• _RECORDS FOR THE TASK_
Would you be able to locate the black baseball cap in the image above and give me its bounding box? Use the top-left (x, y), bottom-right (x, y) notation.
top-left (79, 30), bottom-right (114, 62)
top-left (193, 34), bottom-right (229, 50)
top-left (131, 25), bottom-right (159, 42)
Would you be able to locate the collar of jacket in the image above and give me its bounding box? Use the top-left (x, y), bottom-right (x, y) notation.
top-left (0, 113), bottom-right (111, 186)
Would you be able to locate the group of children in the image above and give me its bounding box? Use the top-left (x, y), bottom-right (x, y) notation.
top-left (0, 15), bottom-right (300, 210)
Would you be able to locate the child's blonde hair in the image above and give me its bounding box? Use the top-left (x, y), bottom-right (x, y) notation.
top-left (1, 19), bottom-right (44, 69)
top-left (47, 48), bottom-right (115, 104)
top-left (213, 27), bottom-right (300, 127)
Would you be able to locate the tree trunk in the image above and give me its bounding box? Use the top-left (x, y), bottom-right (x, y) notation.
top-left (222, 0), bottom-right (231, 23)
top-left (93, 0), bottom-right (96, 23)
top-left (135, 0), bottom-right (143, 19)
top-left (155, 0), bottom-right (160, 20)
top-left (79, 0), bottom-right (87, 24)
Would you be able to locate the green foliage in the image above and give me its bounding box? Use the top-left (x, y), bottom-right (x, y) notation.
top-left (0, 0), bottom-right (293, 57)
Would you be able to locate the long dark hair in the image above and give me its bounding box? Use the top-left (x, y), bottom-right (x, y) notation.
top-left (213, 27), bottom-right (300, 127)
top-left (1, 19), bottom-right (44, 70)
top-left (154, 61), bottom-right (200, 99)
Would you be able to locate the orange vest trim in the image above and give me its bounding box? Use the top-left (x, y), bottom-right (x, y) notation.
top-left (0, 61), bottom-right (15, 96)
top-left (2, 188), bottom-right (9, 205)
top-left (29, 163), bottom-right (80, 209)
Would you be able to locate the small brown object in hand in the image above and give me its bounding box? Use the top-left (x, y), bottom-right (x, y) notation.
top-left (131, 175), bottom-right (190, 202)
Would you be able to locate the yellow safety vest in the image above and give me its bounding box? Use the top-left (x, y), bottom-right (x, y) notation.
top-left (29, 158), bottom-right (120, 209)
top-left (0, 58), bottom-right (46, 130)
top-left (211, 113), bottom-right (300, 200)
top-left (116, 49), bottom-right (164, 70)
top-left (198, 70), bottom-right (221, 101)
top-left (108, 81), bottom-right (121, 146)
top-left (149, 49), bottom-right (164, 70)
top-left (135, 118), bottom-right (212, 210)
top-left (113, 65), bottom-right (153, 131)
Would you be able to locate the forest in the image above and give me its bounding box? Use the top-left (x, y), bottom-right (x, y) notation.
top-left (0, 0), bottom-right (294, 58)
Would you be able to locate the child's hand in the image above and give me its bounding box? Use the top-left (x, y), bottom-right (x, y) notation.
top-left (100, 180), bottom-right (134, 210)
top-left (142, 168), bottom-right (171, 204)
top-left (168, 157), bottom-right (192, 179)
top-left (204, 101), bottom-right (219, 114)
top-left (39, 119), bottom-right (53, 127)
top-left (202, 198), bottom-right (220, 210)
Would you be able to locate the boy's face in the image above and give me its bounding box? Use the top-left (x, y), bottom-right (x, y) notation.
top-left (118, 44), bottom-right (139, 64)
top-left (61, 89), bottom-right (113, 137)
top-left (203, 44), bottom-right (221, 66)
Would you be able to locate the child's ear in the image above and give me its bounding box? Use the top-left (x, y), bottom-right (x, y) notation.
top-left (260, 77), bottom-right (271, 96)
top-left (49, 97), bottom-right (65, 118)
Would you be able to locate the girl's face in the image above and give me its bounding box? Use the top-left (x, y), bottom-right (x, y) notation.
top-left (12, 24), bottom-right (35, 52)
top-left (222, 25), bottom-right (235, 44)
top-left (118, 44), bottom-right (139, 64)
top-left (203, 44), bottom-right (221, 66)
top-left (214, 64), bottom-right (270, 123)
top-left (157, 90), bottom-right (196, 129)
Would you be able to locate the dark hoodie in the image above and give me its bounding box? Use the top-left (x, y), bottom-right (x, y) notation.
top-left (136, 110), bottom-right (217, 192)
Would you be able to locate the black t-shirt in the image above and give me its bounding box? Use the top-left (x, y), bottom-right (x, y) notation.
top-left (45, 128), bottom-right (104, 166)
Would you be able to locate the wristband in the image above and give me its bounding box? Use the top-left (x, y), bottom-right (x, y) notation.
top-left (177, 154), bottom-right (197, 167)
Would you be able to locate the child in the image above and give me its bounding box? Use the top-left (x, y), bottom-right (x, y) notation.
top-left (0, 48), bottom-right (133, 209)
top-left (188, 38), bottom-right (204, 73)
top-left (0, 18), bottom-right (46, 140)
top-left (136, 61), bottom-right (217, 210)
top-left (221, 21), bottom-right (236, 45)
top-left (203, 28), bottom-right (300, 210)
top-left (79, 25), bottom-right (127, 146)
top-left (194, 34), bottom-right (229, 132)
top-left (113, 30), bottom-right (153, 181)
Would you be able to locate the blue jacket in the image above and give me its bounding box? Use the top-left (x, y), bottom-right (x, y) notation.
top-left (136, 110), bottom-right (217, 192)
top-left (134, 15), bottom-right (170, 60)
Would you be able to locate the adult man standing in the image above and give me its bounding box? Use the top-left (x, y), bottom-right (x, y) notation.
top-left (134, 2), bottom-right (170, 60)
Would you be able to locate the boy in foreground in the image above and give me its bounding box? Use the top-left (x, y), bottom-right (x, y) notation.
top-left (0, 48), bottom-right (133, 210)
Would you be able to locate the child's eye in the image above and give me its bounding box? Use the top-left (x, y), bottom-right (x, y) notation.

• _DESCRIPTION OF THE TASK_
Can you turn every line of the records above into a Markdown table with the columns Number and Line, numbering the rows in order and skipping blank lines?

• _ANSWER_
| Number | Line |
|---|---|
| 1 | Would you be able to locate the black baseball cap in the image above and give me its bounding box? Use the top-left (x, y), bottom-right (x, y) notation. |
| 2 | top-left (79, 30), bottom-right (114, 62) |
| 3 | top-left (193, 34), bottom-right (229, 50) |
| 4 | top-left (131, 25), bottom-right (159, 42) |
| 5 | Would you be able to locate the collar of jacket in the image above and give me its bounding box? Use the top-left (x, y), bottom-right (x, y) notation. |
| 6 | top-left (0, 113), bottom-right (111, 186) |
| 7 | Would you be able to locate the group of children in the image above and give me its bounding box? Use the top-left (x, y), bottom-right (x, y) notation. |
| 8 | top-left (0, 15), bottom-right (300, 210) |
| 9 | Would you be able to locate the child's blonde hair in the image above and give me its bounding box? Use the top-left (x, y), bottom-right (x, y) notation. |
| 10 | top-left (1, 19), bottom-right (44, 69) |
| 11 | top-left (47, 48), bottom-right (115, 104) |
| 12 | top-left (213, 27), bottom-right (300, 127) |
| 13 | Would you be able to locate the tree trunk in the image above and give me its bounding box? Use the top-left (x, y), bottom-right (x, y) notation. |
| 14 | top-left (222, 0), bottom-right (231, 23) |
| 15 | top-left (93, 0), bottom-right (96, 23) |
| 16 | top-left (135, 0), bottom-right (143, 19) |
| 17 | top-left (155, 0), bottom-right (160, 20) |
| 18 | top-left (79, 0), bottom-right (87, 24) |
| 19 | Would you be able to locate the green foliage in the image above and give me its bounding box? Use the top-left (x, y), bottom-right (x, y) notation. |
| 20 | top-left (0, 0), bottom-right (293, 57) |
| 21 | Would you be able to locate the long dark hair in the image above and give me its bounding box? Use the top-left (x, y), bottom-right (x, y) notation. |
| 22 | top-left (213, 27), bottom-right (300, 127) |
| 23 | top-left (1, 19), bottom-right (44, 70) |
| 24 | top-left (154, 61), bottom-right (200, 99) |
| 25 | Would you be able to locate the orange vest trim in the image above and give me its bounding box? Use the top-left (x, y), bottom-right (x, y) notation. |
| 26 | top-left (0, 61), bottom-right (15, 96) |
| 27 | top-left (2, 188), bottom-right (9, 205) |
| 28 | top-left (29, 163), bottom-right (80, 209) |
| 29 | Would you be able to locate the small brown object in hand in the image above and give me its bounding box? Use the top-left (x, y), bottom-right (x, y) notation. |
| 30 | top-left (131, 175), bottom-right (190, 202) |
| 31 | Would you be able to locate the yellow safety vest in the image above and give me its bounding box? Use the top-left (x, y), bottom-right (x, y) notation. |
| 32 | top-left (29, 158), bottom-right (120, 209) |
| 33 | top-left (0, 58), bottom-right (46, 130) |
| 34 | top-left (211, 113), bottom-right (300, 200) |
| 35 | top-left (116, 49), bottom-right (164, 70) |
| 36 | top-left (198, 70), bottom-right (221, 101) |
| 37 | top-left (108, 81), bottom-right (121, 146) |
| 38 | top-left (149, 49), bottom-right (164, 70) |
| 39 | top-left (135, 118), bottom-right (212, 210) |
| 40 | top-left (113, 65), bottom-right (153, 131) |
| 41 | Would you be able to locate the forest in the image above and give me its bounding box? Use the top-left (x, y), bottom-right (x, y) notation. |
| 42 | top-left (0, 0), bottom-right (294, 58) |
| 43 | Would you be able to locate the child's hand in the image above and give me its bounding box? Use the top-left (x, y), bottom-right (x, y) notation. |
| 44 | top-left (100, 180), bottom-right (134, 210) |
| 45 | top-left (142, 168), bottom-right (171, 204) |
| 46 | top-left (168, 157), bottom-right (192, 179) |
| 47 | top-left (204, 101), bottom-right (219, 114) |
| 48 | top-left (39, 119), bottom-right (53, 127) |
| 49 | top-left (202, 198), bottom-right (220, 210) |
| 50 | Would you be able to locate the boy's face in the image above and give me its bounding box? Use the top-left (x, y), bottom-right (x, y) notation. |
| 51 | top-left (118, 44), bottom-right (139, 64) |
| 52 | top-left (61, 89), bottom-right (113, 137) |
| 53 | top-left (203, 44), bottom-right (221, 66) |
| 54 | Would you be able to locate the child's ear in the image above and give me its bounding box? Use the top-left (x, y), bottom-right (x, y) notation. |
| 55 | top-left (260, 77), bottom-right (271, 96) |
| 56 | top-left (49, 97), bottom-right (65, 118) |
| 57 | Would you be able to locate the girl's face in the image above and give me its bounding box? Use the top-left (x, y), bottom-right (x, y) notation. |
| 58 | top-left (12, 24), bottom-right (35, 52) |
| 59 | top-left (222, 25), bottom-right (235, 44) |
| 60 | top-left (118, 44), bottom-right (139, 64) |
| 61 | top-left (203, 44), bottom-right (221, 66) |
| 62 | top-left (214, 64), bottom-right (270, 123) |
| 63 | top-left (157, 90), bottom-right (196, 129) |
| 64 | Would you be able to locate the dark hoodie in the image above and give me its bounding box? Use the top-left (x, y), bottom-right (x, y) notation. |
| 65 | top-left (136, 110), bottom-right (217, 192) |
| 66 | Would you be able to locate the black t-shirt in the image above and give me its bounding box? Use the top-left (x, y), bottom-right (x, y) notation. |
| 67 | top-left (45, 128), bottom-right (104, 166) |
| 68 | Would you be able to locate the wristband in the image above and give me its bounding box? Use the top-left (x, y), bottom-right (x, y) notation. |
| 69 | top-left (177, 154), bottom-right (197, 167) |
| 70 | Would you be able to locate the child in the image above and give me its bounding box? Use the top-left (x, y), bottom-right (x, y) notation. |
| 71 | top-left (0, 48), bottom-right (133, 209) |
| 72 | top-left (188, 38), bottom-right (204, 73) |
| 73 | top-left (0, 18), bottom-right (46, 140) |
| 74 | top-left (136, 61), bottom-right (217, 210) |
| 75 | top-left (221, 21), bottom-right (236, 45) |
| 76 | top-left (203, 28), bottom-right (300, 210) |
| 77 | top-left (79, 25), bottom-right (127, 146) |
| 78 | top-left (194, 34), bottom-right (229, 132) |
| 79 | top-left (113, 30), bottom-right (153, 181) |
| 80 | Would you be able to locate the blue jacket in the image above and give me its bounding box? Use the top-left (x, y), bottom-right (x, y) notation. |
| 81 | top-left (136, 110), bottom-right (217, 192) |
| 82 | top-left (134, 15), bottom-right (170, 60) |
| 83 | Would you be able to locate the adult man standing in the image above and give me its bounding box? Use the top-left (x, y), bottom-right (x, y) notation. |
| 84 | top-left (134, 2), bottom-right (170, 60) |
| 85 | Would you be able to locate the boy in foreground in the image above and give me its bounding box? Use the top-left (x, y), bottom-right (x, y) notation. |
| 86 | top-left (0, 48), bottom-right (133, 210) |
| 87 | Would you be able to locate the child's eye in the image above and give me its bounding box? Use the top-left (x, y), bottom-right (x, y) notation. |